* [EXERCISE] Please retype every record exactly as it appears, omitting the pictures.

* [DATA SHOWN]
##########
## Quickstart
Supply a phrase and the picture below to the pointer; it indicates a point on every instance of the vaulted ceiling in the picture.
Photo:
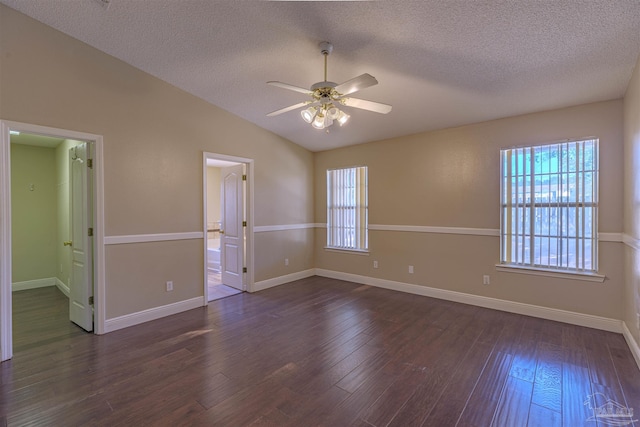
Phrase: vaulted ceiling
(439, 63)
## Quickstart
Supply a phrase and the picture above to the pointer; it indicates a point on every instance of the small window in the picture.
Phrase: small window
(347, 210)
(549, 201)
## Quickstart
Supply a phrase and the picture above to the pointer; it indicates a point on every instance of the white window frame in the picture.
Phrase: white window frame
(529, 199)
(347, 209)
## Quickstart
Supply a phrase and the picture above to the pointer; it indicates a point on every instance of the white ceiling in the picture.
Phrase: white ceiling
(440, 63)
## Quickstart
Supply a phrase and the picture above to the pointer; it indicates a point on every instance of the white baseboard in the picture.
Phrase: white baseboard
(63, 287)
(33, 284)
(597, 322)
(133, 319)
(281, 280)
(633, 345)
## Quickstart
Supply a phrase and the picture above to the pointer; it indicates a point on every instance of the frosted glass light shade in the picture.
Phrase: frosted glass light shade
(333, 113)
(308, 114)
(343, 118)
(318, 122)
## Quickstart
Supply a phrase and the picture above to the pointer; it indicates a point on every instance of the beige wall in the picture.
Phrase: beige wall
(632, 203)
(450, 178)
(33, 213)
(154, 136)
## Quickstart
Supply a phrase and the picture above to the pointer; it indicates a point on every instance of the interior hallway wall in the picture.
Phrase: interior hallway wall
(64, 212)
(33, 213)
(631, 296)
(154, 135)
(213, 196)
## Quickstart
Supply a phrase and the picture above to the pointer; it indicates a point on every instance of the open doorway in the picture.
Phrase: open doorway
(226, 213)
(50, 206)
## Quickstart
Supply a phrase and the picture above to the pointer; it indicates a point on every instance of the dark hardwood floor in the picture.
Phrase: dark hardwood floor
(316, 352)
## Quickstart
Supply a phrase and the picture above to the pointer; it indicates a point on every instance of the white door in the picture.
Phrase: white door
(81, 286)
(232, 230)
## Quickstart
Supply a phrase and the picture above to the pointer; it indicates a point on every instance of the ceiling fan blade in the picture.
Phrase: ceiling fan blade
(290, 87)
(357, 83)
(289, 108)
(376, 107)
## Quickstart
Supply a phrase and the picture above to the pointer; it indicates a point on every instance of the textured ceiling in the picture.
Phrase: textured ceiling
(440, 63)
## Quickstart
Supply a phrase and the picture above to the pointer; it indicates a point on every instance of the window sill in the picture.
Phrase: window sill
(351, 251)
(561, 274)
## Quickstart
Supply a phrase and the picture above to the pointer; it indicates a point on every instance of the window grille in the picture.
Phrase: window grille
(347, 210)
(549, 204)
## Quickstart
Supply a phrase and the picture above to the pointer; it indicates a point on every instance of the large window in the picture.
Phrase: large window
(549, 198)
(347, 209)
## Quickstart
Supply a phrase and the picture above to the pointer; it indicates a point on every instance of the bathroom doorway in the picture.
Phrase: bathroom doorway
(226, 213)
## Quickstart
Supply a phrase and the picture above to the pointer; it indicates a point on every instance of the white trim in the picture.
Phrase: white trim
(347, 250)
(631, 241)
(284, 227)
(33, 284)
(63, 287)
(584, 276)
(633, 345)
(281, 280)
(590, 321)
(146, 238)
(6, 339)
(249, 276)
(439, 230)
(610, 237)
(151, 314)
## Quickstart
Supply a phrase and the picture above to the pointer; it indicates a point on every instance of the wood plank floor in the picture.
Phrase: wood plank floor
(316, 352)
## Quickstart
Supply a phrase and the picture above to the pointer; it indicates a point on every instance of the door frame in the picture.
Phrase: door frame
(249, 277)
(6, 337)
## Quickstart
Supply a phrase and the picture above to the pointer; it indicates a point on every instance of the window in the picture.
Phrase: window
(347, 211)
(549, 200)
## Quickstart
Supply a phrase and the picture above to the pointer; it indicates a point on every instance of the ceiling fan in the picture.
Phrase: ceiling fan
(325, 96)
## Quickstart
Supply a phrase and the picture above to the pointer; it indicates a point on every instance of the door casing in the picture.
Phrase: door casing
(249, 254)
(6, 338)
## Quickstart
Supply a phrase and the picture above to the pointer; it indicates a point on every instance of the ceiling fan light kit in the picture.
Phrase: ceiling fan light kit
(321, 110)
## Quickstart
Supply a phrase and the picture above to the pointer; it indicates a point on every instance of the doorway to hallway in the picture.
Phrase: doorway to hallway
(227, 216)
##########
* [RESULT]
## Quickstart
Supply a phrase and the picture below to the pointer; it indicates a point on every instance of the vaulted ceiling in the picture.
Photo:
Phrase: vaulted ceiling
(439, 63)
## Quickstart
Supply a phrase and the picture above to the pointer; it indicates a point on every instance of the small window in the picture.
Phrase: small window
(347, 210)
(549, 201)
## Quickstart
Supply a phrase and the picture above to the pointer; it indicates a point on every instance of the white window frame in the picture.
Phrase: white window frame
(529, 199)
(347, 209)
## Quickstart
Supply a phrase and the picture above to the pointer; it indicates a point on every instance of the white ceiling in the picture.
Phrase: white ceiling
(440, 63)
## Quickstart
Supply a phrase and the picture above to the pointer; it indicates a point on every instance of the white baseboard in the picture.
Phrase: white baseboard
(63, 287)
(33, 284)
(597, 322)
(133, 319)
(281, 280)
(633, 345)
## Quickstart
Supply a phrase and the picture above to the pointer; it indicates a point on every instance of the frosted glass light shade in the picture.
Phrase: frosted glass light shade
(333, 113)
(308, 114)
(343, 118)
(318, 122)
## Quickstart
Supply a phrase and the picture above to the pointer; it indicates a point on every instance of the beige wall in the picture.
Phrase: beige wall
(632, 203)
(450, 178)
(33, 213)
(154, 136)
## Quickstart
Supply a phrase and the picture above to the pointer; it indicates a point on every instance of the interior hallway wall in the picture.
Phrase: interior hallway wall
(64, 212)
(33, 213)
(631, 296)
(154, 135)
(213, 196)
## Quickstart
Supply a phrase and the picture above to the pointer; it indicates a point on every instance of the open doorway in the picture.
Phrase: open doorway
(226, 213)
(50, 206)
## Quickstart
Supply a phrase and the picture above to the pointer; it indicates a point on every instance of the dark hardwood floor in the picture.
Phrase: dark hardwood floor
(316, 352)
## Quickstart
Supply a phrase and the picture above to the pointer; it indicates a point on every instance of the white door in the picture.
Phrase: white door
(81, 286)
(232, 230)
## Quickstart
Supply a phrase and the picture above to the pointer; it indicates a point on every instance of the ceiling fan blade in the picture.
Phrase: ceiling fan blade
(290, 87)
(357, 83)
(289, 108)
(376, 107)
## Quickstart
Supply a phrase and the picture above to the pointer; it indicates a point on every instance of the textured ceiling in the picture.
Phrase: textured ceiling
(440, 63)
## Quickstart
Supply a phrase and the picture above to the pointer; it indicates a point on every instance of the window sill in the picture.
Phrase: window sill
(351, 251)
(561, 274)
## Quickstart
Supply a phrase and the picture above to the pointer; it indicates a point on every instance of the window grille in the picture.
Phrase: window grille
(347, 210)
(549, 204)
## Quickstart
Supply a phrase and the picture above to the pointer; it indicates a point on every instance of the large window in the picture.
Phrase: large window
(549, 198)
(347, 209)
## Quickstart
Supply a phrase and the picture above to the pointer; it indicates a point on every instance of the bathroom doorway in the picture.
Phrase: bathroom doorway
(226, 213)
## Quickstart
Supply a phrase and the picture above to the pointer; it indicates a point on every instance of the white trim in the picture.
Phrase: white trim
(347, 250)
(631, 241)
(284, 227)
(33, 284)
(63, 287)
(584, 276)
(633, 345)
(281, 280)
(590, 321)
(146, 238)
(6, 339)
(249, 276)
(439, 230)
(610, 237)
(151, 314)
## Quickstart
Supply a phrase and the picture above to the pointer; it indicates a point on every instance of the wood plank floor in the picture.
Phrase: wood plank floor
(316, 352)
## Quickstart
Supply a phrase and the picture above to the pointer; it indicates a point on every instance of the door frame in the picture.
Phrase: door frame
(249, 277)
(6, 337)
## Quickstart
Supply a phrase and the picture above to the pointer; it indicates a point on every instance of the window in the picture.
Phrase: window
(347, 211)
(549, 200)
## Quickstart
Supply a phrase and the picture above to the pointer; it indicates a point on every instance of the ceiling fan in the picture.
Phrase: ceiling fan
(325, 96)
## Quickstart
Supply a phrase and the picture above to the pointer; it indicates a point on every instance of the door casing in the picture.
Phrase: door casing
(249, 254)
(6, 338)
## Quickstart
Supply a phrase and the picture above to the pointer; it indicates a point on every instance of the ceiling fan light kit in the picture.
Phrase: ceiling fan light kit
(321, 110)
## Quickstart
Supply a phrase and the picture above to the pointer; it indicates a point on every instance of the doorway to hallway in the picture.
Phrase: doorway to hallway
(227, 216)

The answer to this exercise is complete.